Throughout the first six months of 2000, the Company also
acquired and invested in several companies throughout the world.
The total consideration paid for such transactions was $46.6 as
of June 30, 2000, the majority of which was recorded as
intangible assets.
(3) Income Taxes
The Company provided for income taxes during the first six months
of 2000 at a rate of 35.5%, which is equal to the estimated
annual effective tax rate based on the currently available
information. This rate is higher than the U.S. Federal statutory
rate due to foreign tax rate differences and U.S. state income
taxes.
During the quarter ended June 30, 1999, the Company had a one-
time tax benefit of $15.7 in connection with the dissolution of a
non-operating subsidiary.
————————
▶ **SET PROBLEM A**
Quote the financial excerpt above word for word, starting with "During the quarter" and going on through "non-operating subsidiary.".
▶ **SET PROBLEM B**
According to the financial excerpt above, why was the Company's income tax rate for the first six months of 2000 higher than the U.S. Federal statutory rate?

▶ **Stored items from a collection**
————————
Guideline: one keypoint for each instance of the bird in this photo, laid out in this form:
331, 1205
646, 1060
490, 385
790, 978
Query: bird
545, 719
————————
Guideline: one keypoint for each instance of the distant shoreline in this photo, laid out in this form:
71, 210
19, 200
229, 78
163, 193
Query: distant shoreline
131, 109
————————
▶ **TASK SOLUTION A**
During the quarter ended June 30, 1999, the Company had a one-
time tax benefit of $15.7 in connection with the dissolution of a
non-operating subsidiary.

▶ **TASK SOLUTION B**
The 35.5% rate was higher than the U.S. Federal statutory rate because of foreign tax rate differences and U.S. state income taxes.